- Prompt
Please pull the text out of every one of the entries below and copy it word for word, leaving the pictures out of your answer.

--- Start Source material ---

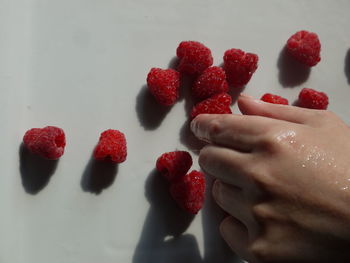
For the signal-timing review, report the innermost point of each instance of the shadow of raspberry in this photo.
(186, 136)
(347, 66)
(162, 238)
(35, 170)
(98, 175)
(291, 72)
(149, 112)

--- End Source material ---

- Reply to the exercise
For the signal-timing review, report the innermost point of each instance of the shadow of raspberry in this photo.
(186, 136)
(347, 66)
(162, 238)
(35, 170)
(98, 175)
(291, 72)
(149, 112)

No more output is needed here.